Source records

++++

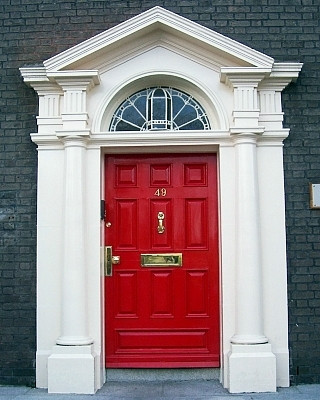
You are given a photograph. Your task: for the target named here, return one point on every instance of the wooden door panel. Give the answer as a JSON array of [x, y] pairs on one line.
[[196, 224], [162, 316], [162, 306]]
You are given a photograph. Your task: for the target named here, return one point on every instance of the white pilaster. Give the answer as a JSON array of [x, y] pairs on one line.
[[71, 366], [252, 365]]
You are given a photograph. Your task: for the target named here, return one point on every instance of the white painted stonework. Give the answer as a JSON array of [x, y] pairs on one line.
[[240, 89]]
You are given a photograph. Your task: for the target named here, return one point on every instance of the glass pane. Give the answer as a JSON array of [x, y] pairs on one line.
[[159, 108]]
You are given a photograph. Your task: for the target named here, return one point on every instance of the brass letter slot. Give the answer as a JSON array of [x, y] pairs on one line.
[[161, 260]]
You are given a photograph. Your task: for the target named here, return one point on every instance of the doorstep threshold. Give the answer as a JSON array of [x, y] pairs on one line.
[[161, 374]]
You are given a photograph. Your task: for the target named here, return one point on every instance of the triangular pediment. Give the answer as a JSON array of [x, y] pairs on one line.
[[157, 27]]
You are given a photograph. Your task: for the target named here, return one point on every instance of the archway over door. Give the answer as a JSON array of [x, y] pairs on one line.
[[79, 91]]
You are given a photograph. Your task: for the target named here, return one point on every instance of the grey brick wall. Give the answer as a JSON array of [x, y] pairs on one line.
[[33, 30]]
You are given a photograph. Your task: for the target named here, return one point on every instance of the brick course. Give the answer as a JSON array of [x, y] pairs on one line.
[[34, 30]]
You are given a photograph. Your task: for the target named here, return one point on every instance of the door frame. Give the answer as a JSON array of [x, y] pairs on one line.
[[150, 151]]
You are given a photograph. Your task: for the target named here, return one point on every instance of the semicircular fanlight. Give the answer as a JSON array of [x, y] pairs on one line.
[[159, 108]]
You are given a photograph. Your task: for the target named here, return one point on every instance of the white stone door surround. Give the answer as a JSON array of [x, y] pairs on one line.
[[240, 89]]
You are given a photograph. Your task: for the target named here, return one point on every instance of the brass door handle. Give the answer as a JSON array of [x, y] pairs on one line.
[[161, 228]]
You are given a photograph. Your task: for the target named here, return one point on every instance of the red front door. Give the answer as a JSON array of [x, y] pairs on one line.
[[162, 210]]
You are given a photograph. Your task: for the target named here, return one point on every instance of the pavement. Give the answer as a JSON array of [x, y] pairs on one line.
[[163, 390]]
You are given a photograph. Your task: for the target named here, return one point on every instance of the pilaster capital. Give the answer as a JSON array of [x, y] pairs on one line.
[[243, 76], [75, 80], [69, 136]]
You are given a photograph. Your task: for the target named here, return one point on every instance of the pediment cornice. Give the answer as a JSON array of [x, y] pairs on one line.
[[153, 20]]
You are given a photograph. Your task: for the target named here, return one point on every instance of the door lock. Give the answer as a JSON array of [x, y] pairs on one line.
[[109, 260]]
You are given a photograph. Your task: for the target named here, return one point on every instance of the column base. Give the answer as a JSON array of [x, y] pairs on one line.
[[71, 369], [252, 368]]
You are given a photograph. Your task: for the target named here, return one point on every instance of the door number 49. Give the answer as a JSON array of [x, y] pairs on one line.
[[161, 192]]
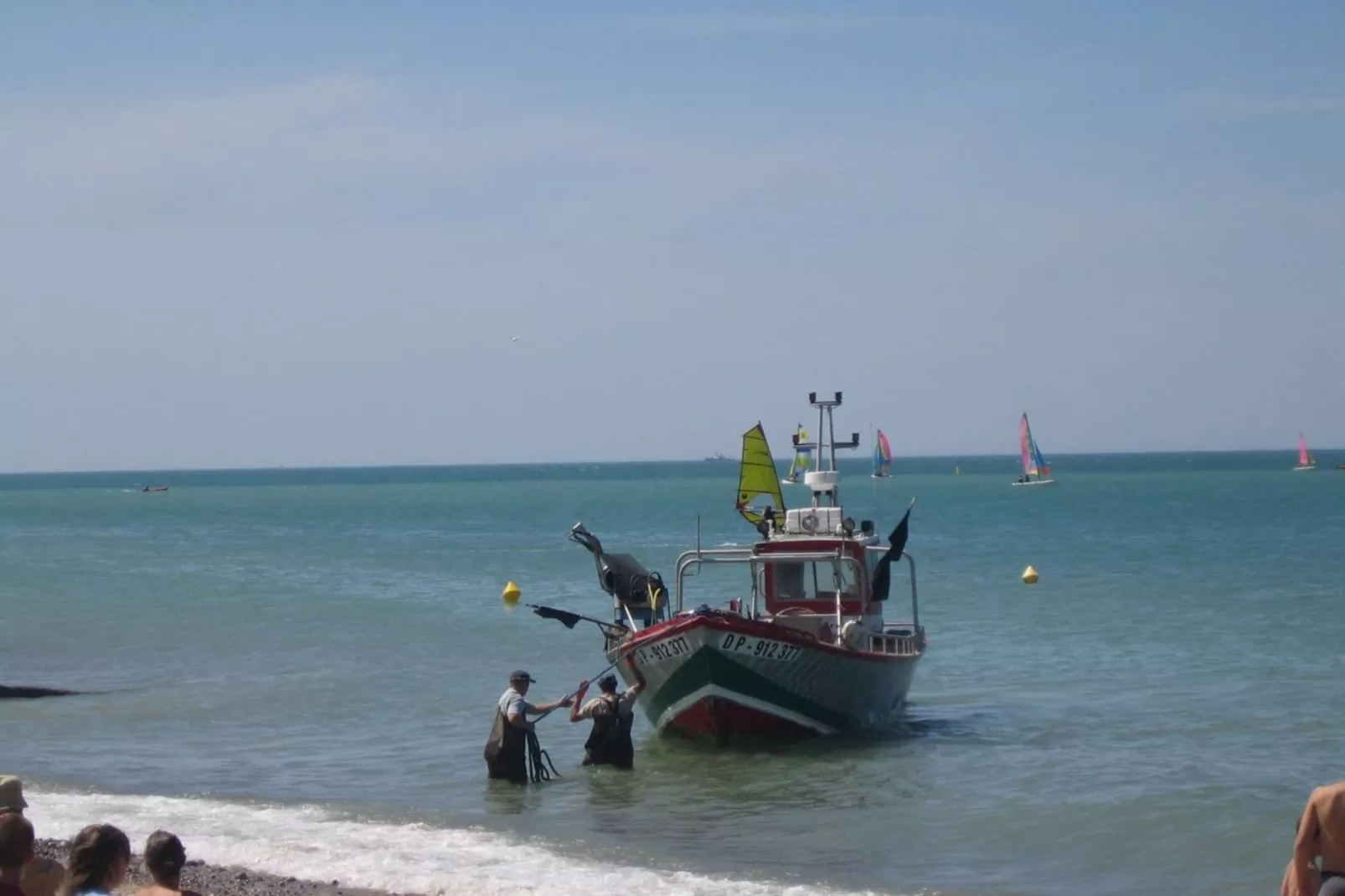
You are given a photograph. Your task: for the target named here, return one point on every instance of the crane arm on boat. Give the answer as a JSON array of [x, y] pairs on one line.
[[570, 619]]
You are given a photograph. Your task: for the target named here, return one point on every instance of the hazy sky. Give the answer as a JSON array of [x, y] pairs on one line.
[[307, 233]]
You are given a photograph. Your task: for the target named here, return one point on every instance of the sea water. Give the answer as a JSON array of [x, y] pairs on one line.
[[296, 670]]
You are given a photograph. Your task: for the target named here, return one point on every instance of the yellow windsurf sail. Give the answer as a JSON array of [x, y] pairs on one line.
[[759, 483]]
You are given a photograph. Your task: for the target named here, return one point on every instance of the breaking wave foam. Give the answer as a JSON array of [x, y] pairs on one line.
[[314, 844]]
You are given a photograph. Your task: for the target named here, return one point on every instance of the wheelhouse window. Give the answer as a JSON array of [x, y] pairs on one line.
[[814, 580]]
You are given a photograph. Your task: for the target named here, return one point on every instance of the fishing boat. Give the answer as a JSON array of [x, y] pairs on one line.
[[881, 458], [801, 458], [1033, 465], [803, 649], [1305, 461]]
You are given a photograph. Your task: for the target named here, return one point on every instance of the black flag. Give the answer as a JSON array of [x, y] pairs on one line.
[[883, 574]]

++++

_Aim of the task_
Copy verbatim the span of lines that begins with the line holding "of the black" and ends at the last line of the records.

_Exercise result_
You are given a photograph. Your task: for the target named here, return one point on every instance of the black flag. Give the answer as a JSON array of [x, y] pairs on one line.
[[883, 574]]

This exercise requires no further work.